● **PROBLEMS TO SOLVE**:
#1 In the journal entry on healing, list the words the writer uses to describe the heart that is now within the writer.
#2 Reproduce everything in the journal entry on healing from "Me:  Thank you.  I" down to "a long way.".

● **READING PASSAGE**:
Healing from Sexual Abuse – A Transformational Journey – Part 50

Notes from today:  As I read this excerpt from 3 years ago, I am once again reminded that healing is a choice and healing is done in layers.  Each layer needs to be explored and healed so another layer can open and clearing the soul takes place.  Transformation is a process.  Many of us would like it instantaneous.  Birthing takes time.  I am grateful for the time to heal.  The process is lifelong and I no longer seek a conclusion.  I seek to see within any shadows or hurts that I need to explore to heal.  Thank you for reading.

The night was as short as the rest, but what a great wake up this morning.  I looked in the mirror and I looked different.  I felt different.  I went to work and no one knows what is going on and they said I looked different more rested.  Todd kept trying to push my buttons and it had zero effect on me and I laughed.  I felt good all day.  I laughed.  Having my heart and having worthy in my heart is so amazing.  I feel and it isn’t just sadness and darkness.  I feel good and happy.  Happy today.  Sad for some things, but happy celebrating me – my heart – worthy.  Celebrating  disengaging from human dad.  My heart was so enmeshed with his decaying heart.  Now it is within me where it needs to be and where I want it.  It is a fresh and pure heart.  Innocent and trustworthy.  Strong heart.  Worthy coming into my heart is growing stronger and the two of them in union with one another is powerful.

Spirit Dad:  I am so proud of you.  How far you have come!

Me:  Thank you.  I am excited.  Before we start process, I have something very special to share with you and all the others.  Maybe you can tell Chuck’s dad, too.  Chuck’s book is being shipped and he just sold his first book.  That is so exciting!!  I am so proud of him.  He has come a long way.

● **INFORMATION SHOWN**:
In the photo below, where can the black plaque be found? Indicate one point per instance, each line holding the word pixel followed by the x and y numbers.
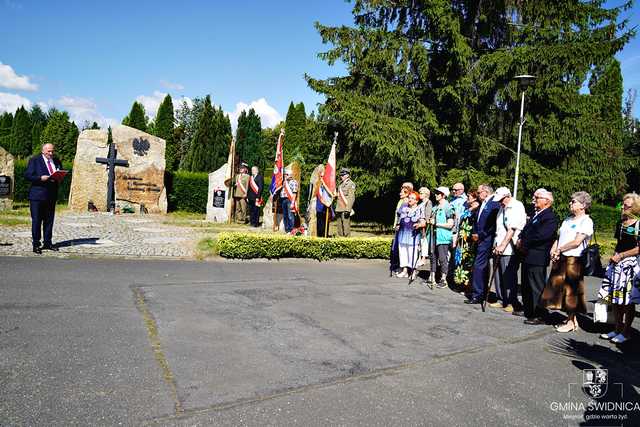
pixel 218 198
pixel 5 185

● **RESPONSES IN ORDER**:
#1 fresh, pure, innocent, trustworthy, strong

#2
Me:  Thank you.  I am excited.  Before we start process, I have something very special to share with you and all the others.  Maybe you can tell Chuck’s dad, too.  Chuck’s book is being shipped and he just sold his first book.  That is so exciting!!  I am so proud of him.  He has come a long way.